# Objetivo 1
Según el relato de la travesía, ¿qué avería tenía el piloto automático?
# Objetivo 2
¿Puedes proseguir el relato de la travesía desde su última frase?

# Fragmento de página
Al mediodía rindió su alma el piloto automático. Era un grave problema con aquel calor ecuatorial, porque habría obligado a uno de nosotros a aguantar llevando la caña bajo el sol en vez de poder buscar la sombra de las velas o de la cabina. Lo desarmé y pude arreglarlo, porque tenía una avería que ya conocía de otras veces: se había soltado la correa de la transmisión. Lo gracioso es que al volver a montarlo me sobraba una pieza azul redondita, y a pesar de no ponerla el piloto funciona. Sospechamos, y luego nos confirmaron, que era un pito que hace sonar las teclas, porque en efecto ahora no sonaban. No era una pieza imprescindible para su funcionamiento y decidí dejarlo así, mudo, hasta el descanso eterno. El resto del verano estuve temeroso de que ese piloto, con muchos años ya de servicio, terminara fallando del todo, y de hecho consulté las tiendas de acastillaje donde podría comprar otro en las siguientes escalas, pero finalmente aguantó hasta llegar a Santander.
El paso de tortuga que llevábamos nos impidió entrar a dormir a Arcachon y tuvimos que hacer noche en el mar. Al pasar frente a su entrada, cuando el horizonte ya enrojecía como una chica joven, me comuniqué por radio con Cap Ferret para informarles de nuestro paso, el número de personas a bordo y nuestro destino, como medida de seguridad. Por suerte de Arcachon hacia el Norte ya no había ejercicios de tiro y podíamos hacer los bordos como quisiéramos, que de noche solemos preferir más lejos de la costa para evitar los peligros. El siguiente reto era poder entrar en un puerto de la desembocadura del Garona, posiblemente Royan, al final de la pleamar de madrugada, que era a las 6 h, porque contra ese río, uno de los más caudalosos de Francia, no se puede navegar a contracorriente. Otras sesenta millas, esta vez de navegación nocturna, que echar al coleto. Y tuvimos suerte porque volvió a soplar el viento por el través de fuerza 4, que nos permitió navegar a vela a cinco nudos y casi sin olas, y fue una experiencia maravillosa. El anochecer sin nada que amueblara el horizonte, la luna llena reflejándose en un océano de tinta, las estrellas, la poesía del universo... un lugar paradisiaco, como antes del Pecado Original. Antes de salir el sol íbamos tan bien que, en el cambio de guardia a las 5 h, Iker y yo comentamos la posibilidad de seguir hasta La Rochelle. Desde nuestra posición actual habrían sido, a rumbo directo, algunas millas más que entrar a Royan. Pero tuvimos que descartarlo al amanecer cuando aquella brisa nocturna se acabó, y bajo la sonrisa del sol el pronóstico era llegar a La Rochelle a las 21 h, un día más en el mar y principalmente a motor. Así pues decidimos quedarnos en Royan, uno de los principales puertos del estuario del Garona.

# Extractos de conjuntos de datos etiquetados con recuadros
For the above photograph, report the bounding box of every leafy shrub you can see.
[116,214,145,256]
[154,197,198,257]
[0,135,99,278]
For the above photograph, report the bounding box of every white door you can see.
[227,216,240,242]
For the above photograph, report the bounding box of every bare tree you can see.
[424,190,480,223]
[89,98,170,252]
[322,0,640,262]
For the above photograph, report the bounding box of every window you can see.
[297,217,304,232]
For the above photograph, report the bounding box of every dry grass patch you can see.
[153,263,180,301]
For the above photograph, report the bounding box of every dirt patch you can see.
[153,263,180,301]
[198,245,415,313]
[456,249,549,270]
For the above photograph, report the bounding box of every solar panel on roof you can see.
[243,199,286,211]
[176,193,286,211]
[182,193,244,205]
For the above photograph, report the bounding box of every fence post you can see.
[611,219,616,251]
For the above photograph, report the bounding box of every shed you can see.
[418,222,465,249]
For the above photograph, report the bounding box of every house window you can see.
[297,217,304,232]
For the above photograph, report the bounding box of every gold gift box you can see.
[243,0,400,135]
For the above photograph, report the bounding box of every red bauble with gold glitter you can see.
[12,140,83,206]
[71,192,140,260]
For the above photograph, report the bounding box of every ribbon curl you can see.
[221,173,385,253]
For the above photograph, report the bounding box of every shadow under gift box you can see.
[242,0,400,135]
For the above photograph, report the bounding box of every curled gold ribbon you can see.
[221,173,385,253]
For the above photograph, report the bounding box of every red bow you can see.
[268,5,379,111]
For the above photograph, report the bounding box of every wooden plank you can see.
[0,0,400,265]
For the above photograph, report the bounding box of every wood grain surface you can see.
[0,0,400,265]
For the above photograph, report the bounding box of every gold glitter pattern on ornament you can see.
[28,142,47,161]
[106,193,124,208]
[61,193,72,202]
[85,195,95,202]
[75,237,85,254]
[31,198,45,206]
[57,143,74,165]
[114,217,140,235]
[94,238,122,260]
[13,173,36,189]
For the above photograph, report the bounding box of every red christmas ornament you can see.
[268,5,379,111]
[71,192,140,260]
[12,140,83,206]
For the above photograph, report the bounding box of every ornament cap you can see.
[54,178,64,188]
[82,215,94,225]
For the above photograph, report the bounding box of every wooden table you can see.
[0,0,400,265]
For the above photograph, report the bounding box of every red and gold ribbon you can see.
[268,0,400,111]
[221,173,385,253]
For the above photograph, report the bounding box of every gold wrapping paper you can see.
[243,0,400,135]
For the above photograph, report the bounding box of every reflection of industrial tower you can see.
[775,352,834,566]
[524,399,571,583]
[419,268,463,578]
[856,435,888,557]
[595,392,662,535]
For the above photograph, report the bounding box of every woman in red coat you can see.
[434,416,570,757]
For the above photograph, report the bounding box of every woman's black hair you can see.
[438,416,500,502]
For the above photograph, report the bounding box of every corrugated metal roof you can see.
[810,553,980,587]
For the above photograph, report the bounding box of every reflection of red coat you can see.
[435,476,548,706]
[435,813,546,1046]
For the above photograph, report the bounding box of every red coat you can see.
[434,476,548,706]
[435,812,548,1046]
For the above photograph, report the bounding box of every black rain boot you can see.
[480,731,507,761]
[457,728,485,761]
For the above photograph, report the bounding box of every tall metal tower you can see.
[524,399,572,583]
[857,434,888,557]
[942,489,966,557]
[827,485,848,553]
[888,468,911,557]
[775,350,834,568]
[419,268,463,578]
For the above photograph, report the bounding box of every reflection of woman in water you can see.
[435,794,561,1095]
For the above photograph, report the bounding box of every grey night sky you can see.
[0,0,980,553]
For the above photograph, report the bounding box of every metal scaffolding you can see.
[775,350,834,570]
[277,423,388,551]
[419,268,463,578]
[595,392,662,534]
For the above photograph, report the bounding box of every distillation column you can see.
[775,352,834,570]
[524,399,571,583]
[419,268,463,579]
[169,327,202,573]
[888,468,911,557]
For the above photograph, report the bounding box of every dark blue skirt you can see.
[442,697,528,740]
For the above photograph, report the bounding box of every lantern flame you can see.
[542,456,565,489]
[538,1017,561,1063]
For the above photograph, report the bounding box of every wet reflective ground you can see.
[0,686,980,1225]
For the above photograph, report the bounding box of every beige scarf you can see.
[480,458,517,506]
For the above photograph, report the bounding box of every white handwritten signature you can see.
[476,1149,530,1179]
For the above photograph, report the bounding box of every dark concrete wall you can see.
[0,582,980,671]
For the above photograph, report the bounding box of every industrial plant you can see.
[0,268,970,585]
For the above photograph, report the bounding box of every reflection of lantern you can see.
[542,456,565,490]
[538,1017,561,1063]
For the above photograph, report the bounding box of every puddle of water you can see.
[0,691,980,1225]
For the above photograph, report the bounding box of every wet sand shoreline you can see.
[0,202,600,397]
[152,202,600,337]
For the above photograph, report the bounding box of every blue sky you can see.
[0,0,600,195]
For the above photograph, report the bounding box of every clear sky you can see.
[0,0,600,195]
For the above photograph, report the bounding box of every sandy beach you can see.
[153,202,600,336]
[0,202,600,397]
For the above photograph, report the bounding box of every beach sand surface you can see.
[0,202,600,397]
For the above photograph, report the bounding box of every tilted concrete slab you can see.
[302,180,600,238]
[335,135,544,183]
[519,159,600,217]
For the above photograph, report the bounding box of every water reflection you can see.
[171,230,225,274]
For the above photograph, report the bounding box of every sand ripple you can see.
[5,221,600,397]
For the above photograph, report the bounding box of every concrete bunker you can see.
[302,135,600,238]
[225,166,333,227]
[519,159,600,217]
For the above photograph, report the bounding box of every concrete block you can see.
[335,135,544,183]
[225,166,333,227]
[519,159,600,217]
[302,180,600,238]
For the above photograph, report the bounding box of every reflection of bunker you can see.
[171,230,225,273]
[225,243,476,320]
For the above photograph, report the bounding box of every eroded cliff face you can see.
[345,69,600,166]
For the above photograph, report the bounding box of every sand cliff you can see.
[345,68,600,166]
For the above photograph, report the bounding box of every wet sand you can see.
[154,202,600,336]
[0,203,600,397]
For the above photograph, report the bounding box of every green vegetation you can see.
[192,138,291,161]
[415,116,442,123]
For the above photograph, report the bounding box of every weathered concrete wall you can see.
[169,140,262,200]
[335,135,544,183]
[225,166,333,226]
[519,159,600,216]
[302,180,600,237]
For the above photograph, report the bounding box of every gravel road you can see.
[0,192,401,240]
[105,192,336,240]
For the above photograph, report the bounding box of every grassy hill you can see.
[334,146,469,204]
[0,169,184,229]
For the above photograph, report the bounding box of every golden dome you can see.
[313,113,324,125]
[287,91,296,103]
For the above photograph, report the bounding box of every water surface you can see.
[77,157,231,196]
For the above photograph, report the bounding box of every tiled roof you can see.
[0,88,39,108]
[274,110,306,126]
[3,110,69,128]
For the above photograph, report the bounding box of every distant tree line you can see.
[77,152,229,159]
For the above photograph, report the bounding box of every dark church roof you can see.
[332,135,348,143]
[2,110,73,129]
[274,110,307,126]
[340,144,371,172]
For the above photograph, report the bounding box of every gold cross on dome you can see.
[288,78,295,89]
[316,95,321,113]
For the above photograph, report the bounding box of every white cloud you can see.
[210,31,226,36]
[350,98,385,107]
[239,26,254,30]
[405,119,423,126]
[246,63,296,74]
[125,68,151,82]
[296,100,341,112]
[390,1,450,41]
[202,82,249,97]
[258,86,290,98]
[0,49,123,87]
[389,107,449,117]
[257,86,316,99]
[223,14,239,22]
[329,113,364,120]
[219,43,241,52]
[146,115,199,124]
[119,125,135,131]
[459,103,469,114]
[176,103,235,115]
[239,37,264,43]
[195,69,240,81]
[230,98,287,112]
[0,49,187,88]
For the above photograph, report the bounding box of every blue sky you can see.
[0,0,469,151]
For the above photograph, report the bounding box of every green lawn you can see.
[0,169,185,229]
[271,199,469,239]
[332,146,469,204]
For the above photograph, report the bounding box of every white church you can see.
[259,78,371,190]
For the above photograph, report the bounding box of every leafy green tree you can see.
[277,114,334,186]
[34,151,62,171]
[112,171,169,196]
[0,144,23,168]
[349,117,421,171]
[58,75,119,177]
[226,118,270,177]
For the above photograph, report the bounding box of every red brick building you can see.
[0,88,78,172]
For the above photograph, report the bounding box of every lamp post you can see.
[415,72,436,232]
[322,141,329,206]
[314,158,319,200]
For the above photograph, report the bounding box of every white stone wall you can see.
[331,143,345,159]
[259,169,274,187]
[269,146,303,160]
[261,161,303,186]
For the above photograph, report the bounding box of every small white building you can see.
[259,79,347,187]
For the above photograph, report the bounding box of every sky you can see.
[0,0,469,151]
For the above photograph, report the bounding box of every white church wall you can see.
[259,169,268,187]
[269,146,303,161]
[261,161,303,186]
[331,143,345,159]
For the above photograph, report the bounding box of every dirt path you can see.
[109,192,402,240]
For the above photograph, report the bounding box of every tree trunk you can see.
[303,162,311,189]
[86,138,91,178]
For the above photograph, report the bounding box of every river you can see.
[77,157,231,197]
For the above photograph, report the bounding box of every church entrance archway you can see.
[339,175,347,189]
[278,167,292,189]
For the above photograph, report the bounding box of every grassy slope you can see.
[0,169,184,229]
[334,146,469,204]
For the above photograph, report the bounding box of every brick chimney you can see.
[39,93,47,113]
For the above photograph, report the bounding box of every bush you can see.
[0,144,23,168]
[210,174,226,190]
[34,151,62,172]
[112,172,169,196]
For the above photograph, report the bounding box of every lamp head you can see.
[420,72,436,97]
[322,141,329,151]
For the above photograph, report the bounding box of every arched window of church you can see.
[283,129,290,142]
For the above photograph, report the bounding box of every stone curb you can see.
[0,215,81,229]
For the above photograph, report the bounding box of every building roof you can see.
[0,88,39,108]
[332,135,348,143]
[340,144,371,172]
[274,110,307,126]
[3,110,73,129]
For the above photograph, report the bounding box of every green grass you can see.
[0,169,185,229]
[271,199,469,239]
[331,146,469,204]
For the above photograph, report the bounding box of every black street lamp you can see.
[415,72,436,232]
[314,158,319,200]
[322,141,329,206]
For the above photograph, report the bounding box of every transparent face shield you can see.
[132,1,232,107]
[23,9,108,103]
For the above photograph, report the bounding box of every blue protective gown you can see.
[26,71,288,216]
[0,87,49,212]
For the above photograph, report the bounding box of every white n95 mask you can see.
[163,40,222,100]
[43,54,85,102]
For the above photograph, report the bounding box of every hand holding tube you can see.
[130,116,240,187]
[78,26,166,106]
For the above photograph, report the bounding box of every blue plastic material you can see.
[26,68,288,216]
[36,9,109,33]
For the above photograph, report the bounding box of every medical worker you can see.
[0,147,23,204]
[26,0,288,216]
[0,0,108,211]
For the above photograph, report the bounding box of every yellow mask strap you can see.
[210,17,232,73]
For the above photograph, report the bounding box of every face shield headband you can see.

# Resultado 1
Se había soltado la correa de la transmisión.

# Resultado 2
Tuvimos a la vista el estuario a eso de las 9 h, y ya se nos había pasado la oportunidad de entrar con la pleamar de madrugada, que era a las 6 h. Por eso desde el amanecer fuimos navegando echando el freno para no llegar con la marea en contra, y llegamos a la hora de comer. La entrada fue como siempre en los estuarios, con algunas olas rompientes rodeándonos en los bajos, pero esta vez aderezada con aviones de caza sobrevolando nuestras cabezas, con que el piloto automático volvió a quedar caput, y todo bajo un sol de plomo. Una joya. Abordamos el estuario con la fuerte corriente de marea aún bajando, y en esas condiciones y con el motor a tope no hacíamos ni dos nudos. Pero cuando se invirtió y la llevábamos a favor corríamos a cinco nudos. En su entrada está el famoso faro de Cardouan, en mitad del mar, el más antiguo de Francia, al que llaman “el rey de los faros y el faro del Rey”, porque tiene una habitación para el rey, de cuando Francia aun tenía una testa coronada, y hasta una capilla. Es ese faro construido sobre una lágrima de arena, al que llevan a los turistas en vehículos anfibios.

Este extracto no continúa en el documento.